INSTRUCTION: Set down each line of the data below exactly as it stands, dropping the pictures.

PROVIDED RECORDS:
____
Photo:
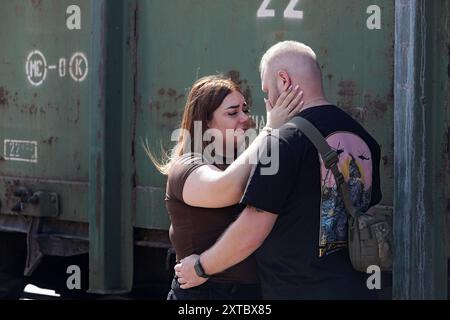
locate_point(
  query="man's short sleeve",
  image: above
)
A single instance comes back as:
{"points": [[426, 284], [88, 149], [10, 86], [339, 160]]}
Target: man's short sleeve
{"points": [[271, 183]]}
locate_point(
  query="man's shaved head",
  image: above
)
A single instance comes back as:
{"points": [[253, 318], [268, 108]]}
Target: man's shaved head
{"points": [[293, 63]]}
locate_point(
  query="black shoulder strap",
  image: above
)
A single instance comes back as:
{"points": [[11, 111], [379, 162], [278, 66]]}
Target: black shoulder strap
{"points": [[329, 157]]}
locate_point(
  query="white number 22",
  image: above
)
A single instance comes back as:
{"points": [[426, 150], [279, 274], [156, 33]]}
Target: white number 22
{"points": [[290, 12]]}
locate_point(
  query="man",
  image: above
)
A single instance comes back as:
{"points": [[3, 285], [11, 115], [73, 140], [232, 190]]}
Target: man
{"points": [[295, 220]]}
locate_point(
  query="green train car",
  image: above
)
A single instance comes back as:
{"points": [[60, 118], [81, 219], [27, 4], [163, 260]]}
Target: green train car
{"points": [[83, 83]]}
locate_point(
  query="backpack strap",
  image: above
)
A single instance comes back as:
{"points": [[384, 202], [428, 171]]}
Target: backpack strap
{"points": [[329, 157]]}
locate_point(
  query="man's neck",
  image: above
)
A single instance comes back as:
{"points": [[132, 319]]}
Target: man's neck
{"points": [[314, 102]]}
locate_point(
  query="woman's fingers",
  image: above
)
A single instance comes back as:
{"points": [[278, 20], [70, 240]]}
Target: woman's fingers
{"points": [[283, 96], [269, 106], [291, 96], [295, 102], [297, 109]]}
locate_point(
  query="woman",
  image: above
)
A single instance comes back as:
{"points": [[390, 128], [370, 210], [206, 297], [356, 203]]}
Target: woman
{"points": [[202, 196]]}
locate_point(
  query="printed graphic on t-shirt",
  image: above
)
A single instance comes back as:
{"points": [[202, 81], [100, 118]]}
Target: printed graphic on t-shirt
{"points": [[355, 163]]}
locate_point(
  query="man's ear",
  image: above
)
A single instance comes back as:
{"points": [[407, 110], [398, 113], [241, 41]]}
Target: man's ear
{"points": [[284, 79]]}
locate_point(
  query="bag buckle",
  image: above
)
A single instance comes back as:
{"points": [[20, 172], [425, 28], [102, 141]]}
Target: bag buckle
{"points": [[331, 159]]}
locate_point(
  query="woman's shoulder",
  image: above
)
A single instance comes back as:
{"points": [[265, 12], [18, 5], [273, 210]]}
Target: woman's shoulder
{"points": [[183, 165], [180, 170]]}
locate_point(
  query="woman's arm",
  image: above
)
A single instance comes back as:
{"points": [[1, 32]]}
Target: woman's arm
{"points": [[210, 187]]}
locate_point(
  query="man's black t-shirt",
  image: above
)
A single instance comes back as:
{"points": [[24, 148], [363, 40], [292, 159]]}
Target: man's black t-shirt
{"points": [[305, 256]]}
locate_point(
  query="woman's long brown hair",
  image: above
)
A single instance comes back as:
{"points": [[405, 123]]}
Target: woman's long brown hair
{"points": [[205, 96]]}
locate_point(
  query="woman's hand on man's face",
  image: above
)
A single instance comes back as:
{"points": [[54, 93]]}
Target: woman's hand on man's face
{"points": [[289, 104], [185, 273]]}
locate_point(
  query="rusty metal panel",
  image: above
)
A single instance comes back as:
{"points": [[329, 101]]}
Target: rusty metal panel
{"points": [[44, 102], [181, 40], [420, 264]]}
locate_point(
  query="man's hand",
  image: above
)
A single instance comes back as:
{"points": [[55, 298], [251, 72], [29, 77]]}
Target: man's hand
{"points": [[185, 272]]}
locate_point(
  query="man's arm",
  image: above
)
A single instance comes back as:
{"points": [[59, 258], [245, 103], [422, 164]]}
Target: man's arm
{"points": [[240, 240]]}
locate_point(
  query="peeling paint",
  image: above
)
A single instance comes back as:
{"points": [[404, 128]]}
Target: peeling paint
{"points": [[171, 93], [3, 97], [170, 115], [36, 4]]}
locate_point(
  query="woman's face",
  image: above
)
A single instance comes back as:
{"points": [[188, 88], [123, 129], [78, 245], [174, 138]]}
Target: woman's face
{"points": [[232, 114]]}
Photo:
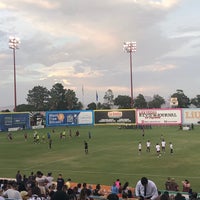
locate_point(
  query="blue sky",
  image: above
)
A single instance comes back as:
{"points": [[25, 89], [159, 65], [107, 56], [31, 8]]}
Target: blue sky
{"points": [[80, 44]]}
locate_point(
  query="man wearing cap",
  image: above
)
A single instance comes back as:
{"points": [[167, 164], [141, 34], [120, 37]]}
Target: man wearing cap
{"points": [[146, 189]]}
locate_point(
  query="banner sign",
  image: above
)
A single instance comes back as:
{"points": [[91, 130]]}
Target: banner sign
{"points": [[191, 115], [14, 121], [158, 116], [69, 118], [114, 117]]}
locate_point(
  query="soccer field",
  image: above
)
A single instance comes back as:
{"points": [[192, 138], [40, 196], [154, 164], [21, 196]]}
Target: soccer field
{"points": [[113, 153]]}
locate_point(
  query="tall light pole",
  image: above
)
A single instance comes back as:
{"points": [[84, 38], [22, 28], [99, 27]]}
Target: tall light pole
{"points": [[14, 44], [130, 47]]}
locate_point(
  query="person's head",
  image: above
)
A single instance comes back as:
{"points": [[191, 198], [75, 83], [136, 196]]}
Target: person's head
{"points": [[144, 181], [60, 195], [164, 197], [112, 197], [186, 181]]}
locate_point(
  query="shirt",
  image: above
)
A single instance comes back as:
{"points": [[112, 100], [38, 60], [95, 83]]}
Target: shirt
____
OUTPUT OF THE TASK:
Photo:
locate_point(
  query="man's short sleeve",
  image: above
)
A single instance comes back as:
{"points": [[426, 284], [88, 149], [10, 86], [339, 160]]}
Target: man's short sleeve
{"points": [[271, 183]]}
locate_point(
  query="man's shaved head",
  image: above
)
A single instance comes back as:
{"points": [[253, 318], [268, 108]]}
Target: man's shaved head
{"points": [[293, 63]]}
locate_point(
  query="black shoulder strap",
  image: above
)
A single instance comes back as:
{"points": [[11, 111], [379, 162], [278, 66]]}
Target: black shoulder strap
{"points": [[329, 157]]}
locate_point(
  query="white number 22",
  image: above
)
A single instance comes back as:
{"points": [[426, 150], [279, 274], [156, 33]]}
Target: white number 22
{"points": [[290, 12]]}
locate_point(
  query="man",
  image: above
)
A single instance comes back as:
{"points": [[3, 285], [11, 115], [73, 140], [232, 190]]}
Target: man
{"points": [[295, 220]]}
locate_point(
  query="green train car",
  image: above
)
A single instance comes back as:
{"points": [[60, 118], [81, 219], [27, 4], [163, 260]]}
Target: green train car
{"points": [[83, 83]]}
locate_point(
  query="backpack strap",
  image: above
)
A single instance comes back as:
{"points": [[384, 202], [428, 171]]}
Target: backpack strap
{"points": [[329, 157]]}
locate_point(
  query="man's neck",
  image: above
)
A single instance comes back as:
{"points": [[132, 319]]}
Target: man's neck
{"points": [[314, 102]]}
locate_point(
  query="woman's fingers",
  image: above
)
A single instance comes back as:
{"points": [[278, 20], [70, 240]]}
Target: woman's fingers
{"points": [[283, 96], [269, 106], [291, 96], [295, 102], [297, 109]]}
locate_point(
  query="woman",
  image: above
)
A single instance comes back as:
{"points": [[390, 128], [370, 210], [206, 297], [356, 203]]}
Target: woman
{"points": [[202, 196]]}
locate_point(
  query="printed graphic on t-shirt",
  image: above
)
A single instance comes back as:
{"points": [[202, 81], [100, 118]]}
Target: printed graphic on t-shirt
{"points": [[355, 163]]}
locate_point(
  query="man's ear",
  image: above
)
A single instance comes back as:
{"points": [[407, 110], [398, 113], [241, 41]]}
Target: man's ear
{"points": [[284, 79]]}
locate_point(
  query="bag buckle",
  image: above
)
A single instance comes back as:
{"points": [[20, 172], [425, 28], [102, 141]]}
Target: bag buckle
{"points": [[331, 159]]}
locate_point(
  query="woman's shoulder",
  image: above
)
A single instance comes back as:
{"points": [[265, 12], [18, 5], [273, 210]]}
Target: woman's shoulder
{"points": [[183, 165], [180, 170]]}
locate_point(
  query="woman's arm",
  image: above
)
A single instance comes back as:
{"points": [[1, 32]]}
Target: woman's arm
{"points": [[210, 187]]}
locate_point(
  query="man's black t-shirt",
  image: above
)
A single instance comes back as:
{"points": [[24, 148], [363, 40], [292, 159]]}
Target: man's black t-shirt
{"points": [[305, 256]]}
locate_point(
  query="woman's long brown hair",
  image: above
)
A single instance comes back as:
{"points": [[405, 123]]}
Target: woman's long brown hair
{"points": [[205, 96]]}
locate_point(
  query="woman's hand on man's face",
  image: above
)
A single instance comes back as:
{"points": [[54, 93]]}
Target: woman's hand on man's face
{"points": [[289, 104], [185, 273]]}
locate_point(
  query="rusty metal panel",
  image: above
)
A single instance comes back as:
{"points": [[329, 101]]}
Target: rusty metal panel
{"points": [[44, 102], [181, 40], [420, 264]]}
locate_point(
  query="man's hand",
  image: above
)
A single instance comes back as:
{"points": [[55, 298], [251, 72], [29, 77]]}
Target: man's hand
{"points": [[185, 272]]}
locate_point(
  query="man's arm",
  image: above
)
A single instance comes back as:
{"points": [[59, 258], [245, 103], [422, 164]]}
Target: man's arm
{"points": [[240, 240]]}
locate_point(
  query="peeling paint",
  image: above
)
A single instance comes back as:
{"points": [[404, 128]]}
Target: peeling paint
{"points": [[171, 93], [3, 97], [170, 115], [36, 4]]}
locate_point(
  query="woman's face",
  image: above
)
A single instance comes back as:
{"points": [[188, 88], [123, 129], [78, 245], [174, 138]]}
Target: woman's face
{"points": [[232, 114]]}
Photo:
locate_point(
  query="blue sky",
  image: above
)
A single instance comes back as:
{"points": [[25, 89], [159, 65], [107, 56], [31, 8]]}
Target: blue sky
{"points": [[80, 44]]}
locate_point(
  query="man wearing cap",
  image: above
)
A single instance comes back as:
{"points": [[167, 164], [141, 34], [120, 37]]}
Target: man wearing cap
{"points": [[146, 189]]}
locate_point(
  query="banner sign",
  image: above
)
A single instance comes back as:
{"points": [[91, 130]]}
Target: banner sign
{"points": [[191, 115], [14, 121], [158, 116], [69, 118], [114, 117]]}
locate_point(
  query="soccer field",
  image: above
)
A single instance comes back as:
{"points": [[192, 138], [40, 196], [154, 164], [21, 196]]}
Target: soccer field
{"points": [[113, 153]]}
locate_point(
  query="tall light pole",
  image: above
)
A single instance comes back as:
{"points": [[84, 38], [22, 28], [99, 27]]}
Target: tall light pole
{"points": [[14, 44], [130, 47]]}
locate_point(
  query="person's head",
  image: above
)
A single instance comes back as:
{"points": [[191, 198], [75, 83], [136, 196]]}
Target: person's head
{"points": [[144, 181], [60, 195], [164, 197], [112, 197], [186, 181]]}
locate_point(
  query="shirt",
  image: above
)
A single instance comes back as:
{"points": [[112, 100], [38, 60], [95, 83]]}
Target: shirt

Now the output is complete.